To do: Please copy exactly every line from the one that contains "the aircraft belly" to the end of the data below, with both ends included and no other lines.

Point-per-instance localization data:
* * *
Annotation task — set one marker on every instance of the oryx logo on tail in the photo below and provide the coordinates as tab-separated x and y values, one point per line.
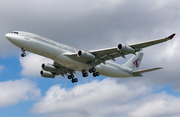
136	63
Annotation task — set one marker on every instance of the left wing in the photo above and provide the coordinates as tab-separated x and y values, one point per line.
100	56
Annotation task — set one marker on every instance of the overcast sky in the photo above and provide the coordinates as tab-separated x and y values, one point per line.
91	25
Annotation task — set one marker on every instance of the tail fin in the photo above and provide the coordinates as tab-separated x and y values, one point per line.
135	61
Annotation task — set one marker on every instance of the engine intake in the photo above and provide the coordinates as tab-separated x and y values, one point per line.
47	74
125	48
85	55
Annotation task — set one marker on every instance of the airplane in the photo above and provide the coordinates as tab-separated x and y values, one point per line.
67	59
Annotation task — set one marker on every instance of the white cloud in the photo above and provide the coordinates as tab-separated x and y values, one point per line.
15	91
32	64
1	68
106	98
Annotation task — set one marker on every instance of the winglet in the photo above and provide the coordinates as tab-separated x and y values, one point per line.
171	36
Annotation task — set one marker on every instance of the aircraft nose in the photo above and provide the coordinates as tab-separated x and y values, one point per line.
7	36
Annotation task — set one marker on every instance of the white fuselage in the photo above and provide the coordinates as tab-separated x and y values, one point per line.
54	50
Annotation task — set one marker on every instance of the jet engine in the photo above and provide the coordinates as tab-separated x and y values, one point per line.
49	67
85	55
125	48
47	74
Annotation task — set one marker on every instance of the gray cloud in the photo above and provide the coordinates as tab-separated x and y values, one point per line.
12	92
107	98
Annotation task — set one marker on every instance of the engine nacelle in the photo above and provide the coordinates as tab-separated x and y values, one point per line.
47	74
49	67
85	55
125	48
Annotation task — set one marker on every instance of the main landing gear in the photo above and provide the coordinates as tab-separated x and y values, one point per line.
93	70
23	50
73	80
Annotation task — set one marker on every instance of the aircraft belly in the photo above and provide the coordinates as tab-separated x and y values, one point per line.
44	49
110	71
72	64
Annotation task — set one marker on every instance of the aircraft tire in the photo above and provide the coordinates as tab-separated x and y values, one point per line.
97	73
75	80
94	74
93	69
23	54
* * *
Written reply:
Annotation task — set one marker on every instance of the aircraft belly in the photo above and provide the coordinates as tab-separated x and y values, one point per line.
44	49
110	71
72	64
Annotation task — set one marker on every instance of the aircraft tire in the photo above and provide the coordinates as tab-separated x and y values, one point per line.
97	73
75	80
94	74
93	69
23	54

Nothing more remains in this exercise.